§ What the exercise asks
Count the lines in the items below that contain the string "Target". Give only the number.

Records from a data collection
= = =

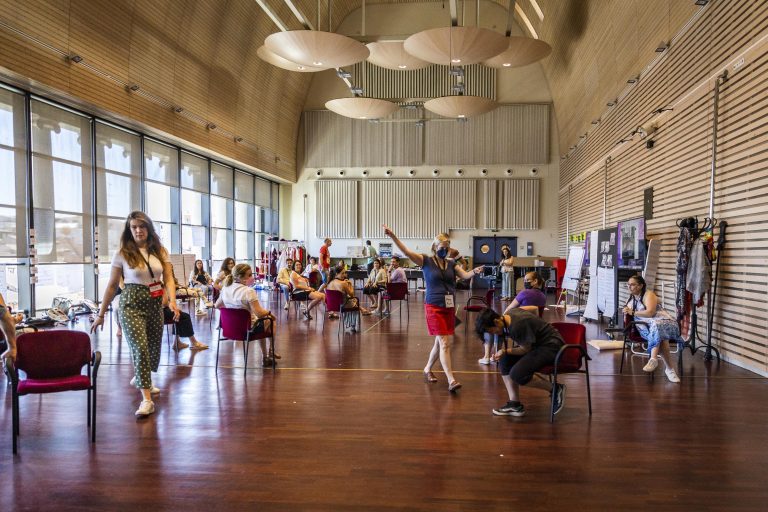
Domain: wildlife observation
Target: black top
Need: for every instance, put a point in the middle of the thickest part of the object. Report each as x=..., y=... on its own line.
x=530, y=331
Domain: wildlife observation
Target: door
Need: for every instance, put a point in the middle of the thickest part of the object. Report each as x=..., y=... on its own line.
x=486, y=250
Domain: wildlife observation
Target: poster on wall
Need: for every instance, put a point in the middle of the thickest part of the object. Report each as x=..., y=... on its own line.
x=631, y=250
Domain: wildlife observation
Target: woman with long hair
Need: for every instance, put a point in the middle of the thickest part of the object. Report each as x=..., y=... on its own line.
x=654, y=324
x=440, y=273
x=142, y=263
x=238, y=293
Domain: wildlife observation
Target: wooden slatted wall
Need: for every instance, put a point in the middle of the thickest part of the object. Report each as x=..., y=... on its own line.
x=336, y=209
x=418, y=208
x=729, y=35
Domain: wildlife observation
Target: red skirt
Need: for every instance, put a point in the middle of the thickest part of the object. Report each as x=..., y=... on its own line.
x=440, y=321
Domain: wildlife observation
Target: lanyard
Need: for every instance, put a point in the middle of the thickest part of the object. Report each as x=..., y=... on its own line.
x=146, y=260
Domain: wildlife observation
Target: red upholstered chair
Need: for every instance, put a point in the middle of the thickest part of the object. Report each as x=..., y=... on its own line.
x=235, y=325
x=336, y=302
x=475, y=304
x=570, y=358
x=52, y=362
x=397, y=292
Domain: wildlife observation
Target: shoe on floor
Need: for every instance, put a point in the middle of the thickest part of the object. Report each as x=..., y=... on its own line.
x=510, y=409
x=559, y=397
x=153, y=390
x=651, y=366
x=672, y=375
x=146, y=408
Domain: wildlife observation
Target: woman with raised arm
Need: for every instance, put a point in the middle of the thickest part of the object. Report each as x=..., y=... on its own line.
x=142, y=262
x=439, y=300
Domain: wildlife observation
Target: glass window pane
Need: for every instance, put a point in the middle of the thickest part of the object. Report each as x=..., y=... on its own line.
x=117, y=194
x=244, y=187
x=161, y=162
x=117, y=150
x=243, y=216
x=220, y=244
x=220, y=212
x=221, y=180
x=243, y=246
x=59, y=281
x=193, y=241
x=194, y=172
x=263, y=193
x=159, y=202
x=192, y=208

= = =

§ Worked solution
11